Por norma, frequento as livrarias aos sábados (tendo-os disponíveis) e faço a(s) minha(s) escolha(s) entre os muitos livros que vejo, tentando dar prioridade à aquisição de obras que à partida são essenciais em qualquer biblioteca.
Confesso que muitas vezes fico com um amargo de boca por não ter a capacidade financeira para comprar mais e por essa razão muitos livros fogem à minha posse.
Quem me conhece sabe que odeio perder tempo com compras e normalmente vou directo ao produto que quero comprar e saio logo. Mas numa livraria transformo-me por completo e sou capaz de ficar horas a vasculhar as estantes.
Se exceptuarmos a minha casa, as livrarias são os locais onde passo mais tempo da minha vida.
Como disse anteriormente, costumo aproveitar os sábados disponíveis para aumentar a minha biblioteca mas o livro que vou referir foi adquirido de outra forma.
Há algum tempo atrás, a um dia da semana, durante a pausa para almoço e antes de regressar ao local onde estava a trabalhar, encontrei por mero acaso (quantas vezes já ali tinha passado!?) um pequeno alfarrabista. E só dei por ele porque na entrada estava um livro que me sorriu.

### SECÇÃO DE DADOS
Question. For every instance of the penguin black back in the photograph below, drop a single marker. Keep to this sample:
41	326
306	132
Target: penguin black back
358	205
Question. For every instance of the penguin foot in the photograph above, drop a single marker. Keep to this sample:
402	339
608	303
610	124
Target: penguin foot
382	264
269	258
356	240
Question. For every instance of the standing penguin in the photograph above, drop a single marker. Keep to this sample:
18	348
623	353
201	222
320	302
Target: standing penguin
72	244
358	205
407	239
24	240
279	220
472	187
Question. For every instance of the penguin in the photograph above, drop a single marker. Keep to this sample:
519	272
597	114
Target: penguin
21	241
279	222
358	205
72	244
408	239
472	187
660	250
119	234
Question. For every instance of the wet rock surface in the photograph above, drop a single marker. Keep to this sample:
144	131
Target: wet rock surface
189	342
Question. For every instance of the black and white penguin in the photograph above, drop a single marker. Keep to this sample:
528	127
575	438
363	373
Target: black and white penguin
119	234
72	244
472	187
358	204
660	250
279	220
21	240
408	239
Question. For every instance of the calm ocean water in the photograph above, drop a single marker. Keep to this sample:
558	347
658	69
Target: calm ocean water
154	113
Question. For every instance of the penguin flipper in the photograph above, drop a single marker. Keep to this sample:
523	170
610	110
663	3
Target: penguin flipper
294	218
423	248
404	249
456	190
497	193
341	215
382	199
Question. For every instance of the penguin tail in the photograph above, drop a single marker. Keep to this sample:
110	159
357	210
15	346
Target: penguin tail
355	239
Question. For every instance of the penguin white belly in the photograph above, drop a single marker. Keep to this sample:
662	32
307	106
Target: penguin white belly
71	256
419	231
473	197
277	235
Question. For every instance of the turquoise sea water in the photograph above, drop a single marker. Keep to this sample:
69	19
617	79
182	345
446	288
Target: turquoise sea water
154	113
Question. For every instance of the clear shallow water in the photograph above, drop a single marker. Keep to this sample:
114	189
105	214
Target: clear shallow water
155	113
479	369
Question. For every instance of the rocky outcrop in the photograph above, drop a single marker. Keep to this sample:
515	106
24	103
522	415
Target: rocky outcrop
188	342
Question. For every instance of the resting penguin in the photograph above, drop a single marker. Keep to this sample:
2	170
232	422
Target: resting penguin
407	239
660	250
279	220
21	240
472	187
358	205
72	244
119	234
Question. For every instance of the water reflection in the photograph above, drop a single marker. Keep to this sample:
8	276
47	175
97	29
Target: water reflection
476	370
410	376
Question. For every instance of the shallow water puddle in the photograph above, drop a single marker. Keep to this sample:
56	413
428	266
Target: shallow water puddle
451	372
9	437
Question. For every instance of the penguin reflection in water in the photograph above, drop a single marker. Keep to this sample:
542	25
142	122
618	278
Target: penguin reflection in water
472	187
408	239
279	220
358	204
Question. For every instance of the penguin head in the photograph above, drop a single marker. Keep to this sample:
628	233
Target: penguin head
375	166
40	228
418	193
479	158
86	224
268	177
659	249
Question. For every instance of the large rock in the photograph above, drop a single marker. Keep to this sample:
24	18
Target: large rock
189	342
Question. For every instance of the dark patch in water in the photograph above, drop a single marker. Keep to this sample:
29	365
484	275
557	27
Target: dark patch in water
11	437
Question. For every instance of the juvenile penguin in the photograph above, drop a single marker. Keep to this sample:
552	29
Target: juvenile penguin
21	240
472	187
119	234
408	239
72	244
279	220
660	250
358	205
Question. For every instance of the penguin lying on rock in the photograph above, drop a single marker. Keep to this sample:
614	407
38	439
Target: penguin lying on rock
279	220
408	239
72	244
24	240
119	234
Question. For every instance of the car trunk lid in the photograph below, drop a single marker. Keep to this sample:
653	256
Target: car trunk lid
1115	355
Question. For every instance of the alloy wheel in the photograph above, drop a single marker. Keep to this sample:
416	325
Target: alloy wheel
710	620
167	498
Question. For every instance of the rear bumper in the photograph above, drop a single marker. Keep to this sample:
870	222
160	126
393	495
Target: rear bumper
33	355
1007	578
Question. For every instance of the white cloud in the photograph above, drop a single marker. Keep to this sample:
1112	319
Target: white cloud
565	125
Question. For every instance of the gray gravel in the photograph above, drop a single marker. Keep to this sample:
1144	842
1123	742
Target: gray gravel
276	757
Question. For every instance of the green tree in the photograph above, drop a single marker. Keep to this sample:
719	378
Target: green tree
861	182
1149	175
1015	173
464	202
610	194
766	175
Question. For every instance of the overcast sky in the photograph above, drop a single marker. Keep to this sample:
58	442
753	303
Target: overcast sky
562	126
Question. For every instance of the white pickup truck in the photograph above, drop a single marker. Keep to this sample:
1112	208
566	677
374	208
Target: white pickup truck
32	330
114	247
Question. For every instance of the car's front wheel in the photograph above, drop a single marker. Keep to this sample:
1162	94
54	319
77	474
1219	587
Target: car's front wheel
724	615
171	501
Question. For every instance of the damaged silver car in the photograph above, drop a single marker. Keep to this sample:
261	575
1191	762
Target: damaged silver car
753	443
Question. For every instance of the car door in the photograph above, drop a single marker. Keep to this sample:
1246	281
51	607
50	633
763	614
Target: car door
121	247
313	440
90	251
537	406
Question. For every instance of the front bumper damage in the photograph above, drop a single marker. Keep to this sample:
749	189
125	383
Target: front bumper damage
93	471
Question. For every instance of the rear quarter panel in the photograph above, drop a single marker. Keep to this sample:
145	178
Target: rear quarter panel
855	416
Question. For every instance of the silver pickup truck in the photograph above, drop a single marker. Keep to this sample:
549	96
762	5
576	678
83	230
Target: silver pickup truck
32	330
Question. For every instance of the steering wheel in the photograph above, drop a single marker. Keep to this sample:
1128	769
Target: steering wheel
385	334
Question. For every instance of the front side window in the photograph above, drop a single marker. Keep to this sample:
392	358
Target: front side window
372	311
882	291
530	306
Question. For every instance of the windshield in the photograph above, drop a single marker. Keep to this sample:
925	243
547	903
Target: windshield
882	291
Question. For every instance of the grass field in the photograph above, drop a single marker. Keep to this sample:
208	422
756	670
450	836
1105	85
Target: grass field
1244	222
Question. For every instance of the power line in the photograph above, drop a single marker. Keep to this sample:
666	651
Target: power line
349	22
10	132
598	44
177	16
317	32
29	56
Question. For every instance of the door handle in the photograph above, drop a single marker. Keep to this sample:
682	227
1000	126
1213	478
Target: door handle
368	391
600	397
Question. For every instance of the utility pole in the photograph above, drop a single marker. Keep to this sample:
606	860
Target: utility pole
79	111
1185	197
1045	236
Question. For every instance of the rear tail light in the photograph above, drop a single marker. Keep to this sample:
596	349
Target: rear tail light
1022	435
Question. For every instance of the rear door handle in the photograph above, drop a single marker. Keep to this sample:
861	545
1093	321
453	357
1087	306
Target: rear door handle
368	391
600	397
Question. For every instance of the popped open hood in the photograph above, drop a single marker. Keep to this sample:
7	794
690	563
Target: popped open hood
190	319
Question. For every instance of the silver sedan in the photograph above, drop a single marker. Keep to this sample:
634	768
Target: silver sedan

### DESCRIÇÃO DA TAREFA
Verta para inglês esta frase do excerto sobre livrarias: «Se exceptuarmos a minha casa, as livrarias são os locais onde passo mais tempo da minha vida.»

### RESULTADO DA TAREFA
Except for my home, bookstores are the places where I spend the most time of my life.